- _ASSIGNMENT_
Where the string "below" shows up in a line of the records, copy that line.

── INPUT FOR THIS TASK

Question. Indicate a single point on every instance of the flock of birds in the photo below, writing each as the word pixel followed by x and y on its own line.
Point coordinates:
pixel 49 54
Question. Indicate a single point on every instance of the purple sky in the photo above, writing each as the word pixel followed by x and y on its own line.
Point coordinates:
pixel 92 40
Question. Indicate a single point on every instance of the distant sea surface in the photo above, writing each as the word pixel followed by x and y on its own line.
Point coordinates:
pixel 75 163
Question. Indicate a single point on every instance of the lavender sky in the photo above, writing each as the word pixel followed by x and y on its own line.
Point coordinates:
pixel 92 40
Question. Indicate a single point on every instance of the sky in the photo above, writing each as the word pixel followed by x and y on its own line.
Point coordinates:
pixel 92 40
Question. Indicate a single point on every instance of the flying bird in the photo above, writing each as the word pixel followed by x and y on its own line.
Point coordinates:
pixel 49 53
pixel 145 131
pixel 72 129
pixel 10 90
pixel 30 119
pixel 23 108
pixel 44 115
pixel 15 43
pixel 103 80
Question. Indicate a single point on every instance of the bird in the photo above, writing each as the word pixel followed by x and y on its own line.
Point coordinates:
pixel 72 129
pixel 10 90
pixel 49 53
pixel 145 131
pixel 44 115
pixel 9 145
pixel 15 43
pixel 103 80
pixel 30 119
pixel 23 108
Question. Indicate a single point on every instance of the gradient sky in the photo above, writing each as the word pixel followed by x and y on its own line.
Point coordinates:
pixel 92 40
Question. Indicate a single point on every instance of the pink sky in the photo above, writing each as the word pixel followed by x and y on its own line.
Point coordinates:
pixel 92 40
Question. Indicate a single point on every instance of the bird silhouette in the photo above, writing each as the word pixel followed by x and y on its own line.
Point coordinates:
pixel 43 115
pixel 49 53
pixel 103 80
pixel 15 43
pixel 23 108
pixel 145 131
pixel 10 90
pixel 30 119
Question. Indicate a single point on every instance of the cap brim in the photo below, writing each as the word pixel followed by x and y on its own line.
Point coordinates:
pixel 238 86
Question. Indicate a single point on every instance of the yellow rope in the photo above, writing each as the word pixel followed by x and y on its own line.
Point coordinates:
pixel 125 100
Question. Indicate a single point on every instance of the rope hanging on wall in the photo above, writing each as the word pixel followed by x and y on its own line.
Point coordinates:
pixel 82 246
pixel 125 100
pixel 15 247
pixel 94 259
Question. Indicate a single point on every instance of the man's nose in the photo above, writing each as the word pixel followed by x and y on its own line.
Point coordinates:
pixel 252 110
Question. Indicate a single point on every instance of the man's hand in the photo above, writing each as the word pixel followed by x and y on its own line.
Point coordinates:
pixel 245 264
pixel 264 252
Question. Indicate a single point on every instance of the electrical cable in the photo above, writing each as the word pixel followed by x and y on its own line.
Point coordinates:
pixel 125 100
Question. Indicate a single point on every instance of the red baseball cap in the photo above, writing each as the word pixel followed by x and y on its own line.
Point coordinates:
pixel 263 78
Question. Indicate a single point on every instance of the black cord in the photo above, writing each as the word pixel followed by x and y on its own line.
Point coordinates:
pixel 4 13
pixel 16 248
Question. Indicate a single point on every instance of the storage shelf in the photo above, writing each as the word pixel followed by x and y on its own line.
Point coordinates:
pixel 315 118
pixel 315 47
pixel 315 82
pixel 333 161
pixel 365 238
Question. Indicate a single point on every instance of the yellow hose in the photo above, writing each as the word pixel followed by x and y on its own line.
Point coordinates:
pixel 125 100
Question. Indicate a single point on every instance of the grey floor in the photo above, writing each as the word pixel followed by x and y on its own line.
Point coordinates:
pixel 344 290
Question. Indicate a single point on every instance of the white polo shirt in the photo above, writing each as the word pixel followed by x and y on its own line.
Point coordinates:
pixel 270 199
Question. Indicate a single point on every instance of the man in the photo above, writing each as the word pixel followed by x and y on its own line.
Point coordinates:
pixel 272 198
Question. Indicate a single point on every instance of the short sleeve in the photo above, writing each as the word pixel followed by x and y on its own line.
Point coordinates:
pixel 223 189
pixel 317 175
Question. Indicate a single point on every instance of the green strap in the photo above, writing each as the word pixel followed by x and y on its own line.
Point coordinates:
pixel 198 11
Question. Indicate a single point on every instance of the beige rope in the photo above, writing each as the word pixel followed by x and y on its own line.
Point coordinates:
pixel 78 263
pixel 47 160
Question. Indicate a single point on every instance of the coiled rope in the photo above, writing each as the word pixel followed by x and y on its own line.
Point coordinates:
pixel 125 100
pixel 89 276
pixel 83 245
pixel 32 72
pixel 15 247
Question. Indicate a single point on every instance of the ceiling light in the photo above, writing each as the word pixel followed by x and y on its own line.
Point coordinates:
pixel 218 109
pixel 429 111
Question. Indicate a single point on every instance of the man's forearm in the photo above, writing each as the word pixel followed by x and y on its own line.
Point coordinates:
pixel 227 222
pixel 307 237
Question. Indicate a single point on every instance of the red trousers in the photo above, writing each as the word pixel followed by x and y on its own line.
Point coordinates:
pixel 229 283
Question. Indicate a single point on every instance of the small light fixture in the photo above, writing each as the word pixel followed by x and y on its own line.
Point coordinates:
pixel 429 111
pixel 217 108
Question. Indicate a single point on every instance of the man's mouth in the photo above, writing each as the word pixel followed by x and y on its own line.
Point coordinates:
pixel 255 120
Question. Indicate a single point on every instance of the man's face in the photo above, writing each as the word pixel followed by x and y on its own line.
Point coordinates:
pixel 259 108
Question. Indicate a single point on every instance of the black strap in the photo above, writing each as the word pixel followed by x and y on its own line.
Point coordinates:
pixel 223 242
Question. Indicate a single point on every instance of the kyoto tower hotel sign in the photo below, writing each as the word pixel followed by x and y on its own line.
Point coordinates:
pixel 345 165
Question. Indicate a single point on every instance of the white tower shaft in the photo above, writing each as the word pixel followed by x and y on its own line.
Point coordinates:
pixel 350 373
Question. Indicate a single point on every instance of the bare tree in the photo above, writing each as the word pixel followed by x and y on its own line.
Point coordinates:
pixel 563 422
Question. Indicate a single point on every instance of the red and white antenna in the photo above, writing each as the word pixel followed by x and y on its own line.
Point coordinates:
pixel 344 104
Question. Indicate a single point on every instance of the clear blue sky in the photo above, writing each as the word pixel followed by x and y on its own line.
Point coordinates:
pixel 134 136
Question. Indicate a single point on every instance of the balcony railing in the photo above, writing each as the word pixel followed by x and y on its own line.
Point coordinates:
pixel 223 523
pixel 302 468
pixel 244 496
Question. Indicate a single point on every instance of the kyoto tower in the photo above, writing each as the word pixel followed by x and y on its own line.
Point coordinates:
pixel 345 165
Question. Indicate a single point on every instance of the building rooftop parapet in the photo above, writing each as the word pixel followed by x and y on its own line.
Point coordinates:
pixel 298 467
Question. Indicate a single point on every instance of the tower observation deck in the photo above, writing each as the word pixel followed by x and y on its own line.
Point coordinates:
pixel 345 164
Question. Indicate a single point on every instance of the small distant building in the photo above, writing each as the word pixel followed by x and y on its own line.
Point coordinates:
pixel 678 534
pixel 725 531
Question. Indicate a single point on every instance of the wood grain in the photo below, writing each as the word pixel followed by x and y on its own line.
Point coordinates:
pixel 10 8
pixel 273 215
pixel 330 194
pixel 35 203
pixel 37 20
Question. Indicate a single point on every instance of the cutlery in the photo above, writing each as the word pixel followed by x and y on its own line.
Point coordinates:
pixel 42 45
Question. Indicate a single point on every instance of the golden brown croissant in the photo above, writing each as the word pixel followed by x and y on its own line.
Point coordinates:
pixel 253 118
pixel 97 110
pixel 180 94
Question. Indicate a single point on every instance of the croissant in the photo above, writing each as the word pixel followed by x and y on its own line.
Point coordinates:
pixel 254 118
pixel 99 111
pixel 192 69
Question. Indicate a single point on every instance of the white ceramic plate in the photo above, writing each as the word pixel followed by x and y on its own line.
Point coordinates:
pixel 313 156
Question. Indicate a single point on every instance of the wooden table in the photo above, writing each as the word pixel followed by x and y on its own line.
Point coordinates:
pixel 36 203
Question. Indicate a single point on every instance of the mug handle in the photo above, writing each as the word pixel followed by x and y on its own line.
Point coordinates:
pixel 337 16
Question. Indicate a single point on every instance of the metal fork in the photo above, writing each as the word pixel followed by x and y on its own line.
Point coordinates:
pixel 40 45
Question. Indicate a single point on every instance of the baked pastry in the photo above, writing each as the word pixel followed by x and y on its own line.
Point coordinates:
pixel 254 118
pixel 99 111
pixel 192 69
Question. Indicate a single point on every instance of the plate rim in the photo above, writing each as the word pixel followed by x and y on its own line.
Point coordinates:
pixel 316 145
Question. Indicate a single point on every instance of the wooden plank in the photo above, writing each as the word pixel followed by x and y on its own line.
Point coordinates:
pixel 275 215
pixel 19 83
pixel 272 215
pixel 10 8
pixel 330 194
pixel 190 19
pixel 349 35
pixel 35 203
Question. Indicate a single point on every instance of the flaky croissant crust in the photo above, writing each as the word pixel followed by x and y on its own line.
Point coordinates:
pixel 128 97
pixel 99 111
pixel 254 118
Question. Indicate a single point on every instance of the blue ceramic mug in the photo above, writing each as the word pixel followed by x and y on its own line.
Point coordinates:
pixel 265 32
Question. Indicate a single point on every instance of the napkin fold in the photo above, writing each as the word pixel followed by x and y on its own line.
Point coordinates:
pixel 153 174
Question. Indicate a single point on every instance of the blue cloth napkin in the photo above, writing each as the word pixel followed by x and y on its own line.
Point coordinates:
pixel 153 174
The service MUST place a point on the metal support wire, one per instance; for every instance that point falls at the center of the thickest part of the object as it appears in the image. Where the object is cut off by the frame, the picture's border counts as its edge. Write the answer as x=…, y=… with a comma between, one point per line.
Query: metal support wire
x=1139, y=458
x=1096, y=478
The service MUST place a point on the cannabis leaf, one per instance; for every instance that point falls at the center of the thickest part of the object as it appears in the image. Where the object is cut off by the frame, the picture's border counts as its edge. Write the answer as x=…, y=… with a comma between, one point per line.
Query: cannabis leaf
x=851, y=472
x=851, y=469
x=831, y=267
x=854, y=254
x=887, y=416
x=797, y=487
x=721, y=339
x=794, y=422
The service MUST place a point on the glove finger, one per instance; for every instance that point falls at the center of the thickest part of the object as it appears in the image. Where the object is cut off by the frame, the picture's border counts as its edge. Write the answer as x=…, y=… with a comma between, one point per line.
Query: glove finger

────

- _RESPONSE AREA_
Question. Indicate a single point on every instance of the flock of birds in the photo below, writing each as the word pixel followed by x and y on its own line.
Question. Indicate a single point on every instance of the cap brim in the photo below, writing each as the word pixel followed by x and y on its own line.
Question. Indicate a single point on every instance of the kyoto tower hotel sign in the photo below, writing each as the word pixel followed by x and y on its own line.
Question. Indicate a single point on every instance of the wood grain in the photo below, writing each as the word pixel followed by x and y on its own line.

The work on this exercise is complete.